## 任务目标
从含有“query | recessed ceiling light”的那一行起，到最后一行为止，首尾两行都算，把这一段输出成编号列表，空行不要。

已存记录
+===+
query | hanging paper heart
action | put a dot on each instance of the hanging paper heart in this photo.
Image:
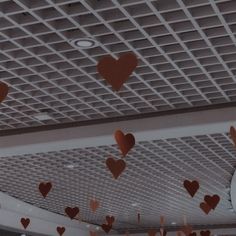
(193, 234)
(116, 167)
(25, 222)
(116, 72)
(191, 187)
(212, 201)
(110, 219)
(72, 212)
(45, 188)
(162, 232)
(60, 230)
(152, 232)
(205, 233)
(187, 229)
(139, 218)
(94, 204)
(125, 142)
(162, 220)
(205, 207)
(233, 134)
(3, 91)
(106, 228)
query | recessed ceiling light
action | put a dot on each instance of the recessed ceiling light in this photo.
(70, 166)
(83, 43)
(42, 116)
(134, 204)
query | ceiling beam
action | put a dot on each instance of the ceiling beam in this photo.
(146, 129)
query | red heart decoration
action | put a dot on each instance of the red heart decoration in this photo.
(61, 230)
(233, 134)
(162, 232)
(25, 222)
(94, 204)
(116, 72)
(106, 227)
(45, 188)
(3, 91)
(205, 207)
(191, 187)
(187, 229)
(152, 232)
(72, 212)
(205, 233)
(116, 167)
(193, 234)
(125, 142)
(212, 201)
(110, 220)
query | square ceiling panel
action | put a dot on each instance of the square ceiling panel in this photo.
(185, 49)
+===+
## 参考解答
1. query | recessed ceiling light
2. action | put a dot on each instance of the recessed ceiling light in this photo.
3. (70, 166)
4. (83, 43)
5. (42, 116)
6. (134, 204)
7. query | ceiling beam
8. action | put a dot on each instance of the ceiling beam in this photo.
9. (146, 129)
10. query | red heart decoration
11. action | put a dot on each instance of the red heart decoration in this photo.
12. (61, 230)
13. (233, 134)
14. (162, 232)
15. (25, 222)
16. (94, 204)
17. (116, 72)
18. (106, 227)
19. (45, 188)
20. (3, 91)
21. (205, 207)
22. (191, 187)
23. (187, 229)
24. (152, 232)
25. (72, 212)
26. (205, 233)
27. (116, 167)
28. (193, 234)
29. (125, 142)
30. (212, 201)
31. (110, 220)
32. query | square ceiling panel
33. action | put a dot on each instance of the square ceiling panel in this photo.
34. (185, 49)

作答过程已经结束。